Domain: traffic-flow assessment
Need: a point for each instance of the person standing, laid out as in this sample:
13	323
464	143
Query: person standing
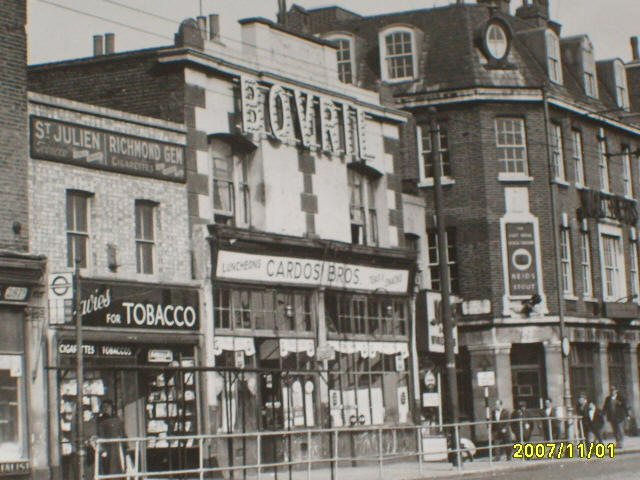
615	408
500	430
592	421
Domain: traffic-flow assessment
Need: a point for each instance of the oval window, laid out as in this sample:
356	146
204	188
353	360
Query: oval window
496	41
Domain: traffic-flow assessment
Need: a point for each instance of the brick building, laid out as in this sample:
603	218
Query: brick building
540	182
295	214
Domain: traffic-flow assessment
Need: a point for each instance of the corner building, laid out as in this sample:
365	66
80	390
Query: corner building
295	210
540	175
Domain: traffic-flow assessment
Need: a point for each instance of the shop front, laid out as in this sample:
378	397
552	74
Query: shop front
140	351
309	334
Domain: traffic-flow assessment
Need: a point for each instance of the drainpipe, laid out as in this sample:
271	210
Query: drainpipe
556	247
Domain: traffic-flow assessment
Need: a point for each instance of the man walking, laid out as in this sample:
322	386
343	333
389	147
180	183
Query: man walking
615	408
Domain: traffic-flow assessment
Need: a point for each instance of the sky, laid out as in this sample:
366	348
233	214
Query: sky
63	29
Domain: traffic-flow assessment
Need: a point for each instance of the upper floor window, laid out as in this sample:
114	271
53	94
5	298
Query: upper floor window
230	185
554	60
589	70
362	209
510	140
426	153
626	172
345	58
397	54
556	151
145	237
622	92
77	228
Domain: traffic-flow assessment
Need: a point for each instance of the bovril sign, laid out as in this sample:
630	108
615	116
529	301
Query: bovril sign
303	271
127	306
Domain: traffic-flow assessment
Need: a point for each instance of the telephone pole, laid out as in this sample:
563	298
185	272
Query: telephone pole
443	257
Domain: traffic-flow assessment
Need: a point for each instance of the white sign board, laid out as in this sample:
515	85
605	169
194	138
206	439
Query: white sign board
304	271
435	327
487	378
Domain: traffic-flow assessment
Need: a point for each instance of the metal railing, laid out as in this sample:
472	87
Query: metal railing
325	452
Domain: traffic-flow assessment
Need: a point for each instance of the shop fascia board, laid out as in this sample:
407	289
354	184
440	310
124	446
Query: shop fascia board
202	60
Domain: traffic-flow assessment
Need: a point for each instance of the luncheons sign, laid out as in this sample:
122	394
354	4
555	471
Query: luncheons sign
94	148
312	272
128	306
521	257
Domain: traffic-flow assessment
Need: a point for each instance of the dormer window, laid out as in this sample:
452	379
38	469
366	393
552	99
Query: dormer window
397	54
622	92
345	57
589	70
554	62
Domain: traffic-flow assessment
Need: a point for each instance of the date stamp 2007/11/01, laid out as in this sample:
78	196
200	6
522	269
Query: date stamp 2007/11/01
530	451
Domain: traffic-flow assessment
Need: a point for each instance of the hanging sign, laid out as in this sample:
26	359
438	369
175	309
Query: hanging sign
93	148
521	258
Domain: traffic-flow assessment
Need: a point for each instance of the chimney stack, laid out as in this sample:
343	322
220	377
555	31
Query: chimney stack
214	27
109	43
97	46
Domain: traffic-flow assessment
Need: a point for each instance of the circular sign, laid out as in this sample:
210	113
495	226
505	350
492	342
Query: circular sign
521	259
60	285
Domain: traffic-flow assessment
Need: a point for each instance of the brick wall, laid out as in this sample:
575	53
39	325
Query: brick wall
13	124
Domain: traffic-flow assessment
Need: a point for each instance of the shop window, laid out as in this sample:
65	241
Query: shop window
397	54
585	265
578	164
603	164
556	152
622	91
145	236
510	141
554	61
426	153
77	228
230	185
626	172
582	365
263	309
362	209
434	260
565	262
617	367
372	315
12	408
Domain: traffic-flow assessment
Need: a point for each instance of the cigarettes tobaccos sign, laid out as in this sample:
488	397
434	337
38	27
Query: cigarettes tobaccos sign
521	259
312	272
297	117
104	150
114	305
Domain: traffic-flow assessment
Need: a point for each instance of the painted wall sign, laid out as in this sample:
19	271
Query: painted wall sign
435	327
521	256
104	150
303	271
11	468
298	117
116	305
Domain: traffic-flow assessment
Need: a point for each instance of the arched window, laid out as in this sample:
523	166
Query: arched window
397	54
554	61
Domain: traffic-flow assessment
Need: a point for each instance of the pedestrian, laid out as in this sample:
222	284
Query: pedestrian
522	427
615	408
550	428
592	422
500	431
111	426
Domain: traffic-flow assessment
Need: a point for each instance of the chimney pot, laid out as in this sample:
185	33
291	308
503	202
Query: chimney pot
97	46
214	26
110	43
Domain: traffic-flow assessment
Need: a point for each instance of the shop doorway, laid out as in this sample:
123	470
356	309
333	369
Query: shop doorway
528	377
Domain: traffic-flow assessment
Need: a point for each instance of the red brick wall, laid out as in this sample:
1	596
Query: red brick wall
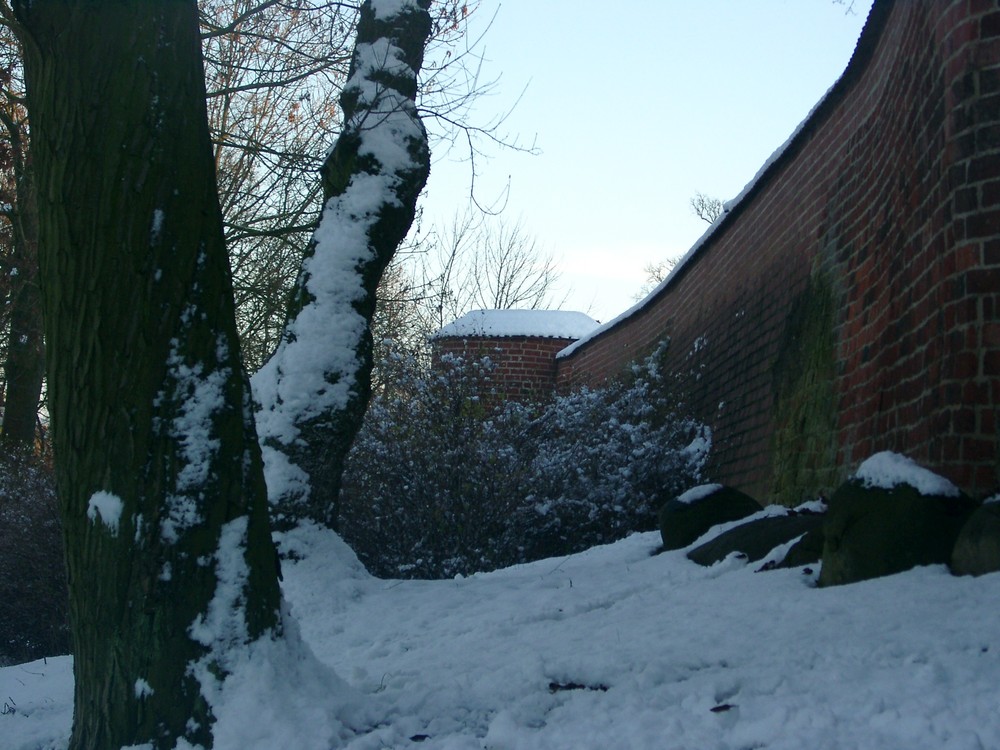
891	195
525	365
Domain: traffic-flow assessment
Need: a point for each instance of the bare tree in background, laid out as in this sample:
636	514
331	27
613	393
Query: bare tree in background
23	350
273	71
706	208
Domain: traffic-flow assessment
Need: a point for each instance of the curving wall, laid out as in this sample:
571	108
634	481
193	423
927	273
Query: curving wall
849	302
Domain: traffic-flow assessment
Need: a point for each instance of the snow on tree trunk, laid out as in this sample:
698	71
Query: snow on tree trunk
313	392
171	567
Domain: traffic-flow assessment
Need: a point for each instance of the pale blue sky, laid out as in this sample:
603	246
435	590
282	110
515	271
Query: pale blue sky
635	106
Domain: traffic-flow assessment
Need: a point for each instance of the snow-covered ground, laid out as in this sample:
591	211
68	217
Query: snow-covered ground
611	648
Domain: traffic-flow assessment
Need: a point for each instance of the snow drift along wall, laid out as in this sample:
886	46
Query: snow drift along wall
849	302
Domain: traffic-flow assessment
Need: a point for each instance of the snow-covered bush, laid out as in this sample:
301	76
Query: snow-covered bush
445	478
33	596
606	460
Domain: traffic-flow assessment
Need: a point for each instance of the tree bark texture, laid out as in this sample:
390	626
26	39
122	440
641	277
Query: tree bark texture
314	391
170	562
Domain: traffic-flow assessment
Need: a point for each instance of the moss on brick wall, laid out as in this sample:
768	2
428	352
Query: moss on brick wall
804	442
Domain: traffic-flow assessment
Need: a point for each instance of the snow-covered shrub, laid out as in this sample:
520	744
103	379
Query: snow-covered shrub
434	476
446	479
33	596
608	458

==*==

• **EXERCISE GOAL**
Gather every line of the records that contains the string "painted". Case counts.

• **RESPONSE TO THE EXERCISE**
Need: a point for each instance of the painted wall sign, laid out as in this sample:
Query: painted wall sign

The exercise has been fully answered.